-- Provided text --

---+---

The Perl Toolchain Summit needs more sponsors. If your company depends on Perl, please support this very important event.

NAME

Marpa - Parse any Language You Can Describe in BNF

DESCRIPTION

This is ALPHA software

This is alpha software. There may be bugs. The interface may change. Please be careful. Do not rely on it for anything mission-critical.

General BNF Parsing

Marpa parses any language whose grammar can be written in BNF. That includes recursive grammars, ambiguous grammars, infinitely ambiguous grammars and grammars with useless or empty productions.

Status

Marpa is a branch from Parse::Marpa. Marpa started as an experiment, but is now alpha. Marpa will, in the near future, replace Parse::Marpa.

Documentation is only partially complete. An HTML parser based on the Marpa parse engine is finished and documented. The documentation for the interface to the Marpa parse engine itself is in progress.

WHAT'S ALREADY DOCUMENTED

urhtml_fmt

urhtml_fmt formats HTML documents, indenting them according to their structure. It supplies missing start and end tags. urhtml_fmt is handy for getting a quick overview of the structure of an HTML document. Once an HTML document has been reformatted according to its structure by urhtml_fmt, it can be easier to transform using other programs. urhtml_fmt uses Marpa::UrHTML to do the HTML parsing.

---+---

Segmentation mask data
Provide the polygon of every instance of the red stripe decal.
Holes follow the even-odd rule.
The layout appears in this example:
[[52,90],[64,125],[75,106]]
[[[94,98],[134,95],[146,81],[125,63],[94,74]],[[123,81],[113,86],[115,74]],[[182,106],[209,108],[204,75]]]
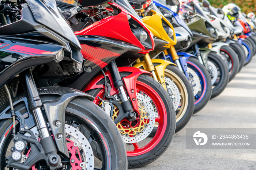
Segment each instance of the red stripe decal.
[[82,44],[81,46],[82,54],[84,58],[93,62],[101,68],[103,68],[108,64],[103,61],[103,59],[115,57],[120,55],[119,54],[101,47],[85,44]]
[[35,55],[34,54],[32,54],[32,53],[26,53],[26,52],[23,52],[23,51],[18,51],[18,50],[11,50],[10,49],[7,49],[7,50],[9,51],[15,51],[15,52],[18,52],[18,53],[24,53],[24,54],[29,54],[29,55]]
[[10,47],[10,49],[20,51],[27,53],[36,54],[52,54],[55,53],[55,52],[48,51],[47,51],[39,50],[39,49],[30,48],[30,47],[15,45]]

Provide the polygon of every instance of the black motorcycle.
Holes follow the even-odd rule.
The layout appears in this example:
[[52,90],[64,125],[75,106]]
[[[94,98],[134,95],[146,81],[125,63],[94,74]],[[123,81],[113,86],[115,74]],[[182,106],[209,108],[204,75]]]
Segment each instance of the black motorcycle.
[[[126,169],[121,135],[93,97],[67,88],[37,88],[41,75],[34,70],[59,79],[79,74],[84,63],[55,0],[1,2],[0,169]],[[46,63],[61,64],[39,66]]]

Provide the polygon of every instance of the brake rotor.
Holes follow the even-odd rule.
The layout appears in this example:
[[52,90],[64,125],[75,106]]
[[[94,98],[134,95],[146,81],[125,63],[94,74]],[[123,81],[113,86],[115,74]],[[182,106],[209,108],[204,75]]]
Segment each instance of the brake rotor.
[[[76,170],[94,169],[94,161],[93,152],[87,139],[78,130],[71,125],[65,124],[65,130],[67,146],[70,157],[70,165],[63,164],[63,167],[60,170],[67,170],[69,169],[70,167],[72,167],[72,169]],[[36,138],[39,140],[37,127],[35,127],[30,130],[33,132]],[[30,136],[30,134],[28,133],[25,135]],[[27,154],[27,155],[29,154]],[[24,155],[23,156],[28,156]],[[32,169],[44,170],[47,168],[47,166],[44,163],[41,163],[38,166],[39,168],[37,169],[36,169],[34,167]]]
[[166,84],[167,92],[171,97],[173,104],[174,109],[176,110],[180,104],[181,97],[177,86],[169,77],[165,77],[165,81]]
[[[136,120],[129,122],[124,119],[117,126],[125,143],[134,143],[142,140],[150,134],[155,122],[155,116],[153,106],[150,101],[142,94],[136,93],[139,114],[136,114]],[[120,101],[117,95],[114,96],[117,100]],[[112,118],[114,120],[119,113],[119,110],[116,106]]]
[[210,72],[210,75],[211,79],[211,85],[213,85],[218,78],[218,69],[216,66],[211,61],[207,61],[208,68]]
[[190,84],[192,85],[194,96],[196,96],[200,89],[200,80],[196,73],[189,67],[187,68]]

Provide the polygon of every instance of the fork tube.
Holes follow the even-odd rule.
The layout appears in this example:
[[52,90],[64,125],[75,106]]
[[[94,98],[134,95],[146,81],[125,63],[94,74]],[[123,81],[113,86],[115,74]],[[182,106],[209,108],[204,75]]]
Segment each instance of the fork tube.
[[27,69],[20,74],[21,82],[27,98],[29,108],[33,113],[41,139],[50,136],[43,115],[43,107],[31,70]]
[[128,100],[128,98],[124,88],[124,83],[122,80],[122,78],[118,71],[118,68],[114,61],[110,63],[111,67],[109,68],[109,71],[111,74],[111,76],[114,81],[114,85],[115,88],[117,89],[120,98],[122,102]]

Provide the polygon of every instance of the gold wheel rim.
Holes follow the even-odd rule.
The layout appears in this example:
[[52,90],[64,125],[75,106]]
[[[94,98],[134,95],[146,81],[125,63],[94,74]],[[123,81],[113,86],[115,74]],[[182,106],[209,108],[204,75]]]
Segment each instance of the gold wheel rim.
[[[175,84],[180,92],[181,100],[180,107],[176,111],[176,122],[178,122],[186,113],[188,104],[188,94],[187,88],[181,79],[175,73],[170,70],[165,70],[165,76],[168,78]],[[178,111],[178,113],[177,113]]]

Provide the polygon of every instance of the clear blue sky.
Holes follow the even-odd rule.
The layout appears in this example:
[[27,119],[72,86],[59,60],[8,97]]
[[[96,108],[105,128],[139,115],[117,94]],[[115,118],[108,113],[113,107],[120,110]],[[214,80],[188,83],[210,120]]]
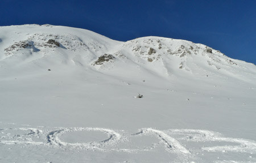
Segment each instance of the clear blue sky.
[[255,0],[1,0],[0,10],[0,26],[60,25],[119,41],[183,39],[256,65]]

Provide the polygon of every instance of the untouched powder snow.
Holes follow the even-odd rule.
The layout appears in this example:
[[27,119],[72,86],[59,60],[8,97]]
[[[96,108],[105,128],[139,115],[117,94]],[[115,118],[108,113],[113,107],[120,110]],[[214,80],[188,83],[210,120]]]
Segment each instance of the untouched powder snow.
[[1,162],[256,162],[255,97],[204,45],[0,27]]

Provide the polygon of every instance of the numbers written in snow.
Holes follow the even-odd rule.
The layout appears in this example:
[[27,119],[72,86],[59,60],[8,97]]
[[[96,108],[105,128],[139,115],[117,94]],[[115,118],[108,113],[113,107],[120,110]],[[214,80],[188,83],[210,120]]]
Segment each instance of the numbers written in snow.
[[[45,127],[38,128],[39,128],[29,127],[0,128],[0,144],[13,145],[19,145],[19,144],[47,145],[50,148],[61,147],[61,149],[68,150],[77,149],[123,152],[152,151],[156,147],[163,145],[168,152],[188,156],[194,155],[199,151],[208,152],[230,152],[256,154],[256,142],[254,141],[226,138],[219,133],[208,130],[170,129],[161,131],[152,128],[141,128],[138,132],[133,134],[124,130],[96,127],[55,127],[51,130]],[[75,136],[77,135],[81,131],[83,131],[84,134],[85,133],[87,135],[92,134],[90,131],[97,131],[97,134],[103,134],[105,138],[103,140],[97,140],[87,143],[70,143],[65,141],[65,139],[63,138],[67,135],[69,136],[72,136],[73,134]],[[95,133],[93,134],[92,135],[94,135]],[[90,136],[93,136],[92,135]],[[121,148],[119,146],[122,143],[125,144],[135,143],[133,142],[134,139],[141,139],[139,142],[143,141],[145,136],[153,138],[154,139],[152,140],[158,143],[152,143],[152,145],[150,147],[138,145],[133,148]],[[98,138],[96,139],[98,139],[98,137],[96,137]],[[148,139],[146,141],[148,141]],[[189,143],[189,141],[201,143],[200,144],[202,145],[199,149],[193,148],[188,149],[186,148],[186,144]],[[207,147],[204,145],[204,143],[207,141],[216,143],[213,143],[214,146]],[[218,145],[216,145],[216,144]]]

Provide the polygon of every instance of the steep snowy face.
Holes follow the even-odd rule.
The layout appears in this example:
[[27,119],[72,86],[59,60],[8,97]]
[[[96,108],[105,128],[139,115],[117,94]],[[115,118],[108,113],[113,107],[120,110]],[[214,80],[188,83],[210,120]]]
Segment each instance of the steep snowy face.
[[158,67],[159,70],[164,69],[165,75],[213,73],[234,77],[251,73],[255,76],[256,72],[253,64],[232,59],[206,45],[181,40],[139,38],[125,42],[121,51],[127,57],[133,58],[135,62],[147,65],[149,68]]
[[250,80],[242,74],[256,73],[253,64],[185,40],[146,37],[123,42],[85,29],[51,25],[0,28],[0,58],[19,65],[40,59],[98,71],[141,66],[164,78],[217,73]]
[[146,37],[122,42],[85,29],[51,25],[2,27],[0,38],[0,58],[19,64],[42,59],[99,71],[142,66],[163,77],[217,73],[244,79],[240,74],[256,73],[253,64],[181,40]]

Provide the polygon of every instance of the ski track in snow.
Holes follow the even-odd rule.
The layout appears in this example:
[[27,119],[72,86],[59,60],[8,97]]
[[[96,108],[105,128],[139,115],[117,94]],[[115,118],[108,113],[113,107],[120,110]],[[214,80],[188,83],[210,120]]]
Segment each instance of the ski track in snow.
[[[143,128],[135,134],[128,134],[123,130],[113,130],[109,128],[97,127],[54,127],[49,129],[47,127],[38,127],[38,129],[31,127],[2,128],[0,128],[0,144],[11,145],[44,145],[48,148],[56,148],[65,150],[98,151],[104,152],[122,152],[126,153],[147,152],[158,145],[163,144],[167,152],[177,155],[179,158],[196,158],[196,153],[199,151],[201,153],[205,152],[230,152],[233,155],[247,153],[256,155],[256,142],[246,139],[225,138],[220,133],[208,130],[190,129],[170,129],[158,130],[152,128]],[[56,129],[57,128],[57,129]],[[100,131],[105,134],[108,137],[105,140],[88,143],[68,143],[61,139],[67,133],[75,131]],[[88,132],[88,134],[90,134]],[[142,148],[130,149],[118,148],[118,145],[129,139],[140,138],[142,136],[151,135],[158,139],[159,143],[154,147],[143,147]],[[143,139],[141,137],[142,139]],[[35,141],[35,139],[39,140]],[[40,140],[41,141],[40,141]],[[142,139],[143,140],[143,139]],[[201,145],[200,149],[188,149],[186,143],[196,142]],[[203,144],[208,141],[216,141],[223,144],[222,146],[204,147]],[[225,145],[225,143],[234,143],[234,145]],[[139,144],[138,144],[139,145]],[[153,145],[154,146],[154,145]],[[108,148],[109,147],[109,148]],[[218,154],[217,154],[218,155]],[[240,160],[217,160],[214,162],[245,162]]]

---+---

-- Work instruction 1 --
List the kinds of grammars that the Marpa documentation page says Marpa can parse.
-- Work instruction 2 --
According to the Marpa documentation page, what does urhtml_fmt use to do its HTML parsing?
-- Work instruction 3 --
Continue the Marpa documentation page from the point where it stops.

-- Exercise output 1 --
- Recursive grammars
- Ambiguous grammars
- Infinitely ambiguous grammars
- Grammars with useless or empty productions

-- Exercise output 2 --
Marpa::UrHTML

-- Exercise output 3 --
urhtml_score

urhtml_score computes a "complexity" score and other statistics for HTML scripts. The complexity score is the average depth in the element structure of the characters, divided by the log of the document's length. It's an interesting number. urhtml_score uses Marpa::UrHTML to do the HTML parsing.

Marpa::UrHTML

Marpa::UrHTML is a high-level HTML parser, based on the Marpa parse engine. It finds the structure of an HTML document. A CSS-like specifier syntax allows the user to specify semantic actions written in Perl for elements, classes and terminals. Marpa::UrHTML uses HTML::Parser as its tokenization layer.

MARPA PARSE ENGINE DOCUMENTATION

The documentation for the Marpa parse engine itself is in progress. The few documents which are ready at the moment are of interest only to readers who are familiar with other parsing algorithms, and who want to know more about the approach used in the Marpa parse engine. Marpa::Algorithm describes the Marpa algorithm itself. My sources, and other useful references are described in Marpa::Bibliography. Marpa::Parse_Terms is intended as a quick refresher of parsing terminology.

AUTHOR

Jeffrey Kegler

Why is it Called "Marpa"?

Marpa is the name of the greatest of the Tibetan "translators". In his time (the 11th century AD) Indian Buddhism was at its height. A generation of scholars was devoting itself to producing Tibetan versions of Buddhism's Sanskrit scriptures. Marpa became the greatest of them, and today is known as Marpa Lotsawa: "Marpa the Translator".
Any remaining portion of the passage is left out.